▶ **SET OF TASKS**
[a] Answer these three questions from the comfort zone article, one per line:
(i) In which city does Katie A. Rickel work?
(ii) In what year did Robert Yerkes and John Dodson show their result in mice?
(iii) Where is Laura Nufire the clinical director?
[b] In the comfort zone article, shorten the paragraph that opens "We like being in this space" into a brief list that keeps its main points.
[c] Retype the comfort zone article word for word, starting at the words "Plus, once you" and ending after "differently, she notes.".

▶ **DOCUMENT SEGMENT**
------------------------------------------------

We all know that place—the one where we feel totally relaxed and confident, like we can tackle anything the world throws our way. It’s called the comfort zone.
“Our comfort zone describes a circumstance in which we feel relatively low levels of distress or discomfort and in which the risks that we are taking are minimal to none,” explains Katie A. Rickel, PhD, a clinical psychologist in Durham, NC.
In 1908, psychologists Robert Yerkes and John Dodson demonstrated that—in mice at least—being in such a zone predicted a steady and consistent level of behaviour.
We like being in this space. “Much like we all have a preference for a room to be at a certain temperature, it’s as if we have an emotional thermostat as well that we instinctively try to keep static,” says Laura Nufire, MSW, the clinical director at the residential weight-loss center Structure House. “When we’re young, we experiment with different ways of approaching life, but there can be a tendency to get a little more routinized and rigid as we get older.”
But smooth sailing can also mean getting stuck in a too-rigid routine, which can lead us to miss out on some of the “magic” that happens when we try something new, Rickel explains. “There is an entire body of research that demonstrates that we actually do not reach our full potential in any behavior or activity if we remain within the comfort zone,” she says.
Of course, there’s a sweet spot when it comes to stepping out of your comfort zone, notes Nufire. “It very much mimics what a trainer might tell you about exercise: ‘Push enough that it’s challenging, but not so much that it hurts.’ The same is true with emotional strength-training, so to speak.”
The idea is to allow yourself to be a novice and get through the discomfort as you learn mastery, she adds. Learning a new skill—taking an art class or engaging in a new form of physical activity—is a good first step.
Plus, once you do it once, overcoming your fears only gets easier, Nufire says. Then, you’ll start to reap the following benefits:
You’ll be more creative.
Leaving a fixed state of mind behind can open your mind to new ways of thinking, notes Nufire. Small changes such as putting on your left shoe first if you always put your right one on first get your neurons firing a little differently, she notes.
You’ll boost your memory.

------------------------------------------------

(Recorded data)
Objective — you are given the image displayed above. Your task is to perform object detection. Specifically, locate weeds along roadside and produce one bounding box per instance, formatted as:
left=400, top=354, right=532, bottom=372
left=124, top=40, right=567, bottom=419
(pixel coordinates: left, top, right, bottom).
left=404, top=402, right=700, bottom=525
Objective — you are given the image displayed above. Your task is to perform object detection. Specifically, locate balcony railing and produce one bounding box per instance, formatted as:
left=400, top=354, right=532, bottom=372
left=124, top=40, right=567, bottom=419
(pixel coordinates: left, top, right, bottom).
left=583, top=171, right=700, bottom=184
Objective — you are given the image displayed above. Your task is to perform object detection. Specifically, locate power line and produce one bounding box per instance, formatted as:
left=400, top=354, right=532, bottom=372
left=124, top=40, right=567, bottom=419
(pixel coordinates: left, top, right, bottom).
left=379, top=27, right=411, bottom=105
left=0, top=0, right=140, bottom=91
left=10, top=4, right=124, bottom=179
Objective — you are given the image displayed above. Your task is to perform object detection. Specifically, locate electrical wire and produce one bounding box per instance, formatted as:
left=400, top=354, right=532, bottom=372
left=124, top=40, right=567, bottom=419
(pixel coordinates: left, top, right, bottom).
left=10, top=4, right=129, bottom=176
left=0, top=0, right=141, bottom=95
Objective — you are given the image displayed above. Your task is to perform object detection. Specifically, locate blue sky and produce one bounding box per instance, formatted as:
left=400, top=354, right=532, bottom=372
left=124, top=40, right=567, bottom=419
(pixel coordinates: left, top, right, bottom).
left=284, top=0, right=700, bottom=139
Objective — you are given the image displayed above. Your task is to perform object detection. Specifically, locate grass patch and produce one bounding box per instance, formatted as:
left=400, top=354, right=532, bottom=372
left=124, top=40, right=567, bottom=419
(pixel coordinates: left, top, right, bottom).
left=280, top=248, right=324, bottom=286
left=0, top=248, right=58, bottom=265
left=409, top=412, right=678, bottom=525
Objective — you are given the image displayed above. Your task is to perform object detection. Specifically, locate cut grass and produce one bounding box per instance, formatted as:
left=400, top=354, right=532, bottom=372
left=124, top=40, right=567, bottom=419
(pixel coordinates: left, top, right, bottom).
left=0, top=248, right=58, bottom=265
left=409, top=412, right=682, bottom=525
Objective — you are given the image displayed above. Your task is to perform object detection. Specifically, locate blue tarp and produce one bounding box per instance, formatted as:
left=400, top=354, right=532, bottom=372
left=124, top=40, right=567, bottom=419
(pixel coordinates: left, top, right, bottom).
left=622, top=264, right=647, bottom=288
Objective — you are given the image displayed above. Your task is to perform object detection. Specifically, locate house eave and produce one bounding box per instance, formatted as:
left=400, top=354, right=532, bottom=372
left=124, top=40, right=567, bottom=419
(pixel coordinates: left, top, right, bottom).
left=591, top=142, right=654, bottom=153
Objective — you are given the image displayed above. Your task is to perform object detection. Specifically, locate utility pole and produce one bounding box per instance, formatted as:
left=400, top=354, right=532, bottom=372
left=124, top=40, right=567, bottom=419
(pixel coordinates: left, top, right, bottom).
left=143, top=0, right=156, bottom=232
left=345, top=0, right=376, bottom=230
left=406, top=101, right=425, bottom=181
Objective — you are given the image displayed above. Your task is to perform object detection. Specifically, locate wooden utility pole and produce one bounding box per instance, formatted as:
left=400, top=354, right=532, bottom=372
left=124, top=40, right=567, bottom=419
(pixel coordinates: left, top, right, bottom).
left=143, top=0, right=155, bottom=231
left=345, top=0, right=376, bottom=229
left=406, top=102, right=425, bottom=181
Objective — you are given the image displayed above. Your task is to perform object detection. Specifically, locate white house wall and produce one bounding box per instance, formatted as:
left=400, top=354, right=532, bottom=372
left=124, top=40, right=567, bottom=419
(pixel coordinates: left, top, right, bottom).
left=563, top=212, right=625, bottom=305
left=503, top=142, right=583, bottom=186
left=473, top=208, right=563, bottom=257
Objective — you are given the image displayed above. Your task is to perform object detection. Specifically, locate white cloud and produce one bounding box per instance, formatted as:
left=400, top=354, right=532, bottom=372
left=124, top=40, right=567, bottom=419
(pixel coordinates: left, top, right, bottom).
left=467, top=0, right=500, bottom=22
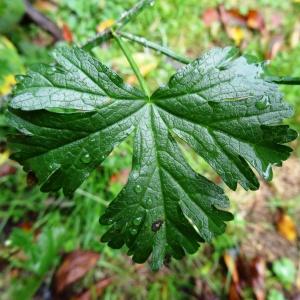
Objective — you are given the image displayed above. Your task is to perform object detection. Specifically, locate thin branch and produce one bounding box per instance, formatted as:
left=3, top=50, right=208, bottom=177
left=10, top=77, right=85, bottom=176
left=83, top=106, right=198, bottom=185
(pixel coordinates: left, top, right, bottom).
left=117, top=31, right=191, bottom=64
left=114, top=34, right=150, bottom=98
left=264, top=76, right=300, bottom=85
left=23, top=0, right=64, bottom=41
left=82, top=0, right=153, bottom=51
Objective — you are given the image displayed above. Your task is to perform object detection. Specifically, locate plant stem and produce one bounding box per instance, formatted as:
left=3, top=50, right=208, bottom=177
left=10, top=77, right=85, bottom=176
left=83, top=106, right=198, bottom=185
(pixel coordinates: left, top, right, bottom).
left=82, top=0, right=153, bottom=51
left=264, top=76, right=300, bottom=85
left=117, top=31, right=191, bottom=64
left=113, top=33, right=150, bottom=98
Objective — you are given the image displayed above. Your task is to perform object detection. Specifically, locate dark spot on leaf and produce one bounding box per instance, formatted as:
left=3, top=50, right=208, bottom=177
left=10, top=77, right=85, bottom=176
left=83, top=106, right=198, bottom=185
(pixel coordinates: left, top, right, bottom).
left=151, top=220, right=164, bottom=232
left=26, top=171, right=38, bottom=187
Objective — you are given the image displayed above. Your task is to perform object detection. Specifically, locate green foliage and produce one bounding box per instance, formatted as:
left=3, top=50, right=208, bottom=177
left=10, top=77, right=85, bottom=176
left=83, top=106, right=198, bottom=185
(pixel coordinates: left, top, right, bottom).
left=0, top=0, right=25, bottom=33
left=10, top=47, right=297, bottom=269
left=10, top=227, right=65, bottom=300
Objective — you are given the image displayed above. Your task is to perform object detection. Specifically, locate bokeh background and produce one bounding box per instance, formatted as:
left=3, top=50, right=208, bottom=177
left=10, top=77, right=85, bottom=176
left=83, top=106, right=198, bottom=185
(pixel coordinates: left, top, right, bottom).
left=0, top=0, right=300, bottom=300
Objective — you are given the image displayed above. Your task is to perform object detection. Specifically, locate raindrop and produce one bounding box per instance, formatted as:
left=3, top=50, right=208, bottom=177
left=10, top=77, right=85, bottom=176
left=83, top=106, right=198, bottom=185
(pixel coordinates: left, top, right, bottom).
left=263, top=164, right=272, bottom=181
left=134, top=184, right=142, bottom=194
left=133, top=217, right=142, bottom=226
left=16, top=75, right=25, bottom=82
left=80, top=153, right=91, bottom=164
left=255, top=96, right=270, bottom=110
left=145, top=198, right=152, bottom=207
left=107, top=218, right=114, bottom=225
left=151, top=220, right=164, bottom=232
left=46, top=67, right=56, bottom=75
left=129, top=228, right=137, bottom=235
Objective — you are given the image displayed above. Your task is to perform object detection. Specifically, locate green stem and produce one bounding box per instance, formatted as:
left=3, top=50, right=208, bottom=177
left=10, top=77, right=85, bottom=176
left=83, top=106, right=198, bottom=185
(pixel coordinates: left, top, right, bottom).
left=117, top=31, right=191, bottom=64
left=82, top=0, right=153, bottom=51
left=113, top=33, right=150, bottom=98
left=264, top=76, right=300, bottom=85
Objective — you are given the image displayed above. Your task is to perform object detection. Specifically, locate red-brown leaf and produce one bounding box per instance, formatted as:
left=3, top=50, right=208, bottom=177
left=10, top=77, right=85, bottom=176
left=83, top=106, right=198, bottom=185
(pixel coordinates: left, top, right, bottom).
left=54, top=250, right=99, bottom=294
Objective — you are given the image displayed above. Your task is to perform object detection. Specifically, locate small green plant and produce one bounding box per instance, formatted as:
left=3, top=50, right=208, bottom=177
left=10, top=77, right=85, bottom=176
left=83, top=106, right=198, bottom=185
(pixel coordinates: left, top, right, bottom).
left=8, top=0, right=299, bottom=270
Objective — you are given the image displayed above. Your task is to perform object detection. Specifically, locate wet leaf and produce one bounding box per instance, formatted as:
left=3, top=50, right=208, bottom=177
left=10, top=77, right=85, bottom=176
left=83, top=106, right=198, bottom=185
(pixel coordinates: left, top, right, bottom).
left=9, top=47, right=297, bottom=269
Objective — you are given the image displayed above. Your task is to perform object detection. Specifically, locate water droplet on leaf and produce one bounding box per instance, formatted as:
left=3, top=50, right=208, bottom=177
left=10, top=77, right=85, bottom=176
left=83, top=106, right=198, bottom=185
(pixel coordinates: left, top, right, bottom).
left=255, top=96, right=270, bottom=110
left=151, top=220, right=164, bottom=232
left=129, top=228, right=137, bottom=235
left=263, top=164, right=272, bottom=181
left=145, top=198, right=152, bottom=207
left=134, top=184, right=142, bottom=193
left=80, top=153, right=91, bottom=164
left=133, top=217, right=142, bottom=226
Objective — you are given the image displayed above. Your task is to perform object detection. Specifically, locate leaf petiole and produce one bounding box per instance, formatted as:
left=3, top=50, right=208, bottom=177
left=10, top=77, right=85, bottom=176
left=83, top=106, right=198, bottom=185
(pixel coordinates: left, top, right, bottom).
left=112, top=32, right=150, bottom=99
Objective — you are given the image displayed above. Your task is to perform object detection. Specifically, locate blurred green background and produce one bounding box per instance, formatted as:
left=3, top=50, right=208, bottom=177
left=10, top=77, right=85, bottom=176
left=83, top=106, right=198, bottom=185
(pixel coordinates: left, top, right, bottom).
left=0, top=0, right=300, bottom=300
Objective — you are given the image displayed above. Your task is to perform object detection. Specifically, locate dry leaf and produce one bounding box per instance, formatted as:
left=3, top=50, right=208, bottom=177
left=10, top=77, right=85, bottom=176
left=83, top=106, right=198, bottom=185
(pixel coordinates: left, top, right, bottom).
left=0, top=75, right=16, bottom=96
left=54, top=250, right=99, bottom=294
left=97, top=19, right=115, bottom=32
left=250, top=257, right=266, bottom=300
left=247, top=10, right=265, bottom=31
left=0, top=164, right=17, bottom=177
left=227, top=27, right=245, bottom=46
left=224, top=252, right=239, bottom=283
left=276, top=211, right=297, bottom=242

------------------------------------------------

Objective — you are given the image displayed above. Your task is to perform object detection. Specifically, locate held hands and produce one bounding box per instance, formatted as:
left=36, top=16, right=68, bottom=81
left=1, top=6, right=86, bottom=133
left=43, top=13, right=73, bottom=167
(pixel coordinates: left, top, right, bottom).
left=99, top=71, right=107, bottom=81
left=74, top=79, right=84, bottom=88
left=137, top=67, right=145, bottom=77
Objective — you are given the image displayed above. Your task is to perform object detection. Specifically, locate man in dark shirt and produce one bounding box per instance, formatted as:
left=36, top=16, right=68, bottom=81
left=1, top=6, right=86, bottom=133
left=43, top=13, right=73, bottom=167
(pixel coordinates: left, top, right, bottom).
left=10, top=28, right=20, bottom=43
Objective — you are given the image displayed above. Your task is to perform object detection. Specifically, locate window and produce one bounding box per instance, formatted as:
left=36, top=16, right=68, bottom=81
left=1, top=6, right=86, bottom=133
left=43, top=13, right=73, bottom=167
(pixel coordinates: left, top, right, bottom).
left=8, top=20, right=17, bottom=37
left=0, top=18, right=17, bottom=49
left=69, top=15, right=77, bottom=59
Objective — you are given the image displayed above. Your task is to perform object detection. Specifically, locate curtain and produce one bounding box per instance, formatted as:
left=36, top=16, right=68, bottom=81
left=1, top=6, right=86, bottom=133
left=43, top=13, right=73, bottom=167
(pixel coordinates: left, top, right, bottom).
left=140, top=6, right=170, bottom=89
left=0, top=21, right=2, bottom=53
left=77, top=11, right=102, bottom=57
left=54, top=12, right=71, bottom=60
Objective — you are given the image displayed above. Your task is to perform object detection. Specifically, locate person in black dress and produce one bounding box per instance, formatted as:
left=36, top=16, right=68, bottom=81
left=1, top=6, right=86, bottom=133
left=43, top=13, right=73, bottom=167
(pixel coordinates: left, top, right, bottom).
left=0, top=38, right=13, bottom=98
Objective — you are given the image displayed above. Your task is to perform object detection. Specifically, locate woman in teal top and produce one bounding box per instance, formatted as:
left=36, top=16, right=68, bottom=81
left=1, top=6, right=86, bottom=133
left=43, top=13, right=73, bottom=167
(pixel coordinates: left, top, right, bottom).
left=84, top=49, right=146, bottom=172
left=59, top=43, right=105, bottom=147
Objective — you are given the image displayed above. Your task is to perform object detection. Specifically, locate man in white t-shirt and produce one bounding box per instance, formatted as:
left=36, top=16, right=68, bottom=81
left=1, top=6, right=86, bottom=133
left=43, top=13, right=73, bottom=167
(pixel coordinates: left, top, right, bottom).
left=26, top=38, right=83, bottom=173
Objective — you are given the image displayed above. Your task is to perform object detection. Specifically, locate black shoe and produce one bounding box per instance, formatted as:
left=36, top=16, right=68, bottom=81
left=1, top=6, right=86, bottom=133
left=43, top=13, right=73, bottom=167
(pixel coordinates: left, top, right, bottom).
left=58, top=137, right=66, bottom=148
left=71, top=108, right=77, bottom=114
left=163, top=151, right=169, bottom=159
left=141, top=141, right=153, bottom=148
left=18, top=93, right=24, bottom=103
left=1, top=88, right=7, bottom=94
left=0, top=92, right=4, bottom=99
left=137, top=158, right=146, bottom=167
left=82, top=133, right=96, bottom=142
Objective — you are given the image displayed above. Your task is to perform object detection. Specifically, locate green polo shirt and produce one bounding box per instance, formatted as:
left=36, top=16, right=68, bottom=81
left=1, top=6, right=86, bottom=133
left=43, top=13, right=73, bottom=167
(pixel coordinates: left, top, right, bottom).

------------------------------------------------

▶ **EXPECTED RESPONSES**
[a]
(i) Durham, NC
(ii) 1908
(iii) Structure House, a residential weight-loss center

[b]
- We enjoy being in our comfort zone.
- Laura Nufire, MSW, is clinical director at Structure House, a residential weight-loss center. She likens this to an emotional thermostat that we instinctively try to keep steady, much as we prefer a room at a certain temperature.
- She says that when young, we experiment with different ways of approaching life. As we age, we may become more routinized and rigid.

[c]
Plus, once you do it once, overcoming your fears only gets easier, Nufire says. Then, you’ll start to reap the following benefits:
You’ll be more creative.
Leaving a fixed state of mind behind can open your mind to new ways of thinking, notes Nufire. Small changes such as putting on your left shoe first if you always put your right one on first get your neurons firing a little differently, she notes.